• **Exercise directions**
Copy the records below word for word, leaving out the pictures.

☆ ☆ ☆

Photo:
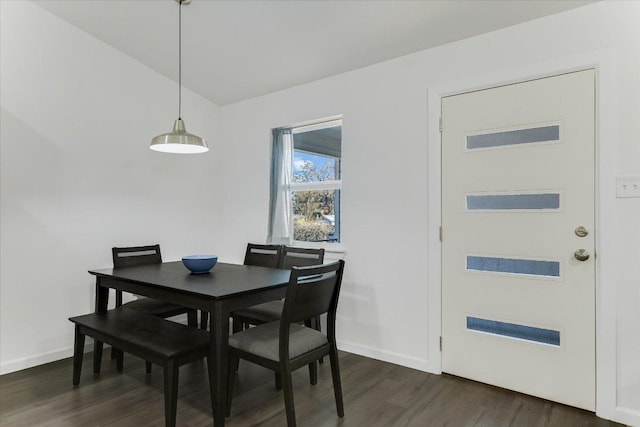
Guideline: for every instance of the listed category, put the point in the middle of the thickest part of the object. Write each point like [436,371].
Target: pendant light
[179,140]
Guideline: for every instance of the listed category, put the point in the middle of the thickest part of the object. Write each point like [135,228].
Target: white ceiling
[235,50]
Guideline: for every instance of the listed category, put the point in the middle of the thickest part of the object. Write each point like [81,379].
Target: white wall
[77,176]
[59,166]
[383,308]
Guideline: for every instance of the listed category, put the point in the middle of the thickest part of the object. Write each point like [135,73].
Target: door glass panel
[513,330]
[513,201]
[515,266]
[514,137]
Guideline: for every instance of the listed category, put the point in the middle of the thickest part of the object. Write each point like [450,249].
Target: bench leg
[204,320]
[97,356]
[78,354]
[170,392]
[192,318]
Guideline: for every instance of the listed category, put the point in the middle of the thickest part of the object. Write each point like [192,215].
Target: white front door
[518,291]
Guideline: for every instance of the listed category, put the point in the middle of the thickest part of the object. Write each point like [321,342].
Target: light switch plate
[628,186]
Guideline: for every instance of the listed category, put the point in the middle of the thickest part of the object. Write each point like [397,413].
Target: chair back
[136,255]
[300,257]
[263,255]
[312,291]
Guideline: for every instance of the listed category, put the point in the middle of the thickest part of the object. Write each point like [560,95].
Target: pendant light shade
[179,140]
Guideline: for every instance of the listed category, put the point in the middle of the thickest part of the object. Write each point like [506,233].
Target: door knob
[581,255]
[581,231]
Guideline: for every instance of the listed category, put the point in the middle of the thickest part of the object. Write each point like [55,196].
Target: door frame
[603,61]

☆ ☆ ☆

• **Answer for this exercise**
Photo:
Guideline: for every instance of the listed category, put the point in the middle of the thickest part of the object. Write each point like [436,371].
Target: pendant light
[179,140]
Guideline: for every instance of the listed category, put the point in the middle of the thickest part of the object. Write each point like [135,228].
Target: white ceiling
[235,50]
Guideline: for every instance of the listed category, put the point in the middle of the thickest part of the object. Write each point like [81,379].
Target: white wall
[77,176]
[59,166]
[383,308]
Guideline: for every instance of the listed category, put the point in the middle of the thickest part of the object. Write each point like [135,73].
Target: door glass panel
[513,330]
[513,201]
[515,266]
[514,137]
Guideline: for every instance of the listed category, put the point in the middle of the thickest part of the object. Write each point like [450,249].
Target: bench leg
[204,320]
[97,356]
[78,354]
[170,392]
[192,318]
Guideline: for every instance of the listed category, put the point in the middle of the thickest part of the object. Write each point like [192,215].
Target: white front door
[518,291]
Guideline: for every instance of the listed category, put the point in the middle of the thickest part of the object. Write each point like [321,342].
Target: light switch plate
[628,186]
Guideline: for every instance of the listed category, put the point in the middle of the thickest part of the object. Write each point like [397,413].
Target: chair back
[136,255]
[300,257]
[263,255]
[312,291]
Guideline: for every instance of the listed category, put the point in the middle of the thickest part of the object. Write each point like [560,95].
Target: pendant light shade
[179,140]
Guideline: for every instance of the listed category, put the point in the middle of the thickest part of the object. Write each point like [506,233].
Target: door knob
[581,255]
[581,231]
Guideline: for every instance of the listed category, put the point in the middle of the thickest part of the object. Write each point like [55,196].
Target: door frame
[603,61]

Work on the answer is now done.